(Data extracted from a collection)
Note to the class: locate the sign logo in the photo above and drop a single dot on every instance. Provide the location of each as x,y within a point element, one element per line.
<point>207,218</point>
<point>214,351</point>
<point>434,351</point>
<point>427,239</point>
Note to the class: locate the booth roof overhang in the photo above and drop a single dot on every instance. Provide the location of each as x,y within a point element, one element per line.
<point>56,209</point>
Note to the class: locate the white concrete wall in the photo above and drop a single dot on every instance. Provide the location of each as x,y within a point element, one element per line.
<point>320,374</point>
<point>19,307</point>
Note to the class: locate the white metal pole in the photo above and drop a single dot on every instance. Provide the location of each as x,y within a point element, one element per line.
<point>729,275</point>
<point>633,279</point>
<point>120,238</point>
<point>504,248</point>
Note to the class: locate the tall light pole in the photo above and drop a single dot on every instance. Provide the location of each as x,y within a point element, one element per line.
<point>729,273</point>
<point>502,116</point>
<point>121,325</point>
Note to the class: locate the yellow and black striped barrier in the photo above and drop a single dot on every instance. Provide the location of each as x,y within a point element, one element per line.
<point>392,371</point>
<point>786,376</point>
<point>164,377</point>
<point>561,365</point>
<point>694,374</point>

...

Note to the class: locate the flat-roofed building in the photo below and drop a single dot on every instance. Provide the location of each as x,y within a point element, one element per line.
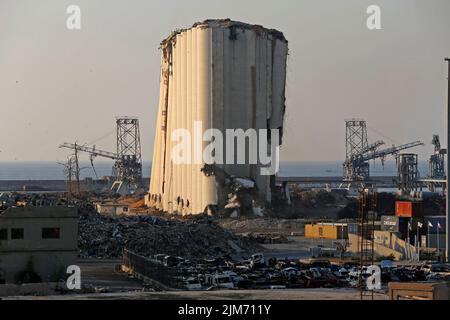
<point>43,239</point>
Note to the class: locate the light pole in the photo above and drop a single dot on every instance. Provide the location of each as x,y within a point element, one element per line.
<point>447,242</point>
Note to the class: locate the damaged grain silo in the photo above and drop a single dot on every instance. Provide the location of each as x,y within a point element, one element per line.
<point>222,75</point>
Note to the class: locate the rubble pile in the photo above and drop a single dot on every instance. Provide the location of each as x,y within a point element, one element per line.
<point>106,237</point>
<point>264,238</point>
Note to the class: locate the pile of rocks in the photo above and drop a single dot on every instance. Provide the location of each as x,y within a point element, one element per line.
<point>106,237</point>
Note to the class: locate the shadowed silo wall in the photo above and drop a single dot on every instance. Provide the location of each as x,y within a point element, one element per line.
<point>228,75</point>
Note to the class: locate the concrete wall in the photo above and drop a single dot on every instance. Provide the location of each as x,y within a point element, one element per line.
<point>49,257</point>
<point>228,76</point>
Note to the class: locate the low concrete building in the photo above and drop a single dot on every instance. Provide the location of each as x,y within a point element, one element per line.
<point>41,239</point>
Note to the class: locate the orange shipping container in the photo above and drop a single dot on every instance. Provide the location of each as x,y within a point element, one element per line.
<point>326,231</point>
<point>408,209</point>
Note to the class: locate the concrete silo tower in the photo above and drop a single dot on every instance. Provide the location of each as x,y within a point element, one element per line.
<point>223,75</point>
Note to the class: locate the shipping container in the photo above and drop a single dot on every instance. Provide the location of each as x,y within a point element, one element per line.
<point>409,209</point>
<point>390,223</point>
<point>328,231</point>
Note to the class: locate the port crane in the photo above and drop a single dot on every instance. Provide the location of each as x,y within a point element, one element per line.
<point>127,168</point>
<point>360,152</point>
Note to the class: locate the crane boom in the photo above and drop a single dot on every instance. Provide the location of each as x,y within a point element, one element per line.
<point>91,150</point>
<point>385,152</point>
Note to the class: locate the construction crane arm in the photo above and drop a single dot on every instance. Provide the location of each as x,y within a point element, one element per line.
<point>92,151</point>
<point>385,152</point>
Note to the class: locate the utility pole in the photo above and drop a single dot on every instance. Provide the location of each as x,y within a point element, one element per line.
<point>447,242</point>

◆ **Task objective**
Transcribe everything in the material from the line containing "Note to the class: locate the sign" down to the line containing "<point>434,351</point>", including both of those lines.

◆ **Correct output**
Note to the class: locate the sign logo in the photo above and drop a single dot on every instance. Provide the location of each as x,y within a point element, one element per line.
<point>207,218</point>
<point>214,351</point>
<point>434,351</point>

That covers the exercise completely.